### Assignment:
Your response should consist of the entries below, written out exactly.

### Recorded information:
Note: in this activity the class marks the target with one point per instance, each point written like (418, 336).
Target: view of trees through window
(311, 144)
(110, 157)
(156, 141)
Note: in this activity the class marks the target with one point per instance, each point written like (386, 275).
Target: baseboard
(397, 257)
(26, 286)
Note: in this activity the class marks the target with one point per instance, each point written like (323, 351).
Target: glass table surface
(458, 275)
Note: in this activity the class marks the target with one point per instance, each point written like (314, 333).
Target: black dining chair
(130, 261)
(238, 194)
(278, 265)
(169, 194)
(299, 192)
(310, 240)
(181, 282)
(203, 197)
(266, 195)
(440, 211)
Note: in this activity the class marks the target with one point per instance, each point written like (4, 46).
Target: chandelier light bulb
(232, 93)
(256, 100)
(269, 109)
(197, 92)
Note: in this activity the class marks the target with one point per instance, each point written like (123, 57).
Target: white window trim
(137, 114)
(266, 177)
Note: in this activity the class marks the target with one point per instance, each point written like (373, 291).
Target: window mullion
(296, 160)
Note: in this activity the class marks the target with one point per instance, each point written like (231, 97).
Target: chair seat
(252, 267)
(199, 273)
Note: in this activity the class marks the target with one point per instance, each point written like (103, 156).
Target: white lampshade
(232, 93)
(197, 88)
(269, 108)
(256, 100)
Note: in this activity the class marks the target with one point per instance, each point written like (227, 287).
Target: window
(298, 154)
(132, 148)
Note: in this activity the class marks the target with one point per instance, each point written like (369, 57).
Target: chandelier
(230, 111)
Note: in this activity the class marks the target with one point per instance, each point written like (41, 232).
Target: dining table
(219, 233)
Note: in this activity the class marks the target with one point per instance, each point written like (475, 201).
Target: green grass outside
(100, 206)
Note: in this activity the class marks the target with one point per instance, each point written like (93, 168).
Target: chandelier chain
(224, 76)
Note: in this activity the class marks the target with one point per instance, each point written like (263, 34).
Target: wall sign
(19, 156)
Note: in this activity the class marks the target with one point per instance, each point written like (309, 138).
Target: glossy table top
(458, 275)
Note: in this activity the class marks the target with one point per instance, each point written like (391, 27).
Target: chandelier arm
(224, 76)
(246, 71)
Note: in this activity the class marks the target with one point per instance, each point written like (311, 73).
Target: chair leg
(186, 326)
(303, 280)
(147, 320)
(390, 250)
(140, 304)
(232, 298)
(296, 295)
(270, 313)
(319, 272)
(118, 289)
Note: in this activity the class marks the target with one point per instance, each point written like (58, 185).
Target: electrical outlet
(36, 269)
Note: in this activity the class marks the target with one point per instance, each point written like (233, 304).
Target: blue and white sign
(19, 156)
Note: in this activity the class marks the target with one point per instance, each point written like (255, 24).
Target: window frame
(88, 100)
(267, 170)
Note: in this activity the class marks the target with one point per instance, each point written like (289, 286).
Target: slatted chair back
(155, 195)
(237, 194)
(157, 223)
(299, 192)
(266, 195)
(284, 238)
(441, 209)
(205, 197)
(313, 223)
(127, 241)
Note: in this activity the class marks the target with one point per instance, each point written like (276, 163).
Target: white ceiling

### Result for this exercise:
Note: in this activity the class marks the target with one point per instance, each point written like (418, 336).
Target: view of trees through window
(311, 144)
(110, 157)
(156, 141)
Note: in this activity the class marks the target with one point per instance, each point written like (386, 275).
Target: baseboard
(397, 257)
(26, 286)
Note: in this activity the class marks the target with one point per instance, each point written like (323, 351).
Target: glass table surface
(458, 275)
Note: in this activity the class marks the target with one point per instance, each point written like (314, 333).
Target: black dining chair
(130, 261)
(238, 194)
(278, 265)
(169, 194)
(299, 192)
(310, 240)
(181, 282)
(203, 197)
(266, 195)
(440, 211)
Note: in this activity the class marks the target with one point per instance, each point written like (4, 46).
Target: chandelier light bulb
(232, 93)
(256, 100)
(269, 109)
(197, 92)
Note: in this activity the class marks the target with one point per instance, each point written like (123, 57).
Target: white window trim
(137, 114)
(266, 177)
Note: in this activity the class marks the target with one point per instance, each point written like (373, 291).
Target: window mullion
(296, 160)
Note: in this activity the class marks the target with one point per instance, each point written like (231, 97).
Target: chair seat
(252, 267)
(199, 273)
Note: in this activity the class marks the target with one point per instance, each point written like (103, 156).
Target: white lampshade
(232, 93)
(197, 88)
(269, 108)
(256, 100)
Note: in this activity the class marks the target with one point per instance, each point written like (227, 287).
Target: window
(298, 154)
(132, 148)
Note: in this activity the class marks the target with one point per instance, each point written like (369, 57).
Target: chandelier
(230, 111)
Note: in this activity the class marks the target with one point per instance, each point written like (41, 232).
Target: dining table
(219, 233)
Note: in this activity the class marks the target with one point per instance, each point written like (475, 201).
Target: green grass outside
(100, 206)
Note: in this activity the class marks the target with one point per instance, each point written like (93, 168).
Target: chandelier chain
(224, 76)
Note: in this activity the class marks the target with one point per instance, each point written like (263, 34).
Target: wall sign
(19, 156)
Note: in this activity the class marks the target with one point per instance, each point written like (309, 138).
Target: glossy table top
(458, 275)
Note: in this activity the class marks the target with one point per instance, each point written like (391, 27).
Target: chandelier arm
(224, 76)
(246, 71)
Note: in this activity the class marks the target with one point per instance, each point written like (311, 73).
Target: chair leg
(186, 326)
(303, 280)
(147, 320)
(390, 250)
(140, 304)
(232, 298)
(296, 295)
(270, 313)
(319, 272)
(118, 289)
Note: in this activity the class marks the target with one point per instance, each point written like (58, 185).
Target: electrical outlet
(36, 269)
Note: in this activity the class marks the target with one point per instance, each point written like (233, 304).
Target: blue and white sign
(19, 156)
Note: in this activity the class marks the target with one point per instance, each point written like (255, 24).
Target: window frame
(88, 100)
(267, 170)
Note: in this activity the class marks the target with one point per instance, each point written like (289, 286).
Target: slatted chair back
(155, 195)
(237, 194)
(157, 223)
(299, 192)
(266, 195)
(284, 238)
(441, 209)
(205, 197)
(313, 223)
(127, 241)
Note: in this activity the class marks the target with one point per instance, each point written like (276, 163).
Target: white ceiling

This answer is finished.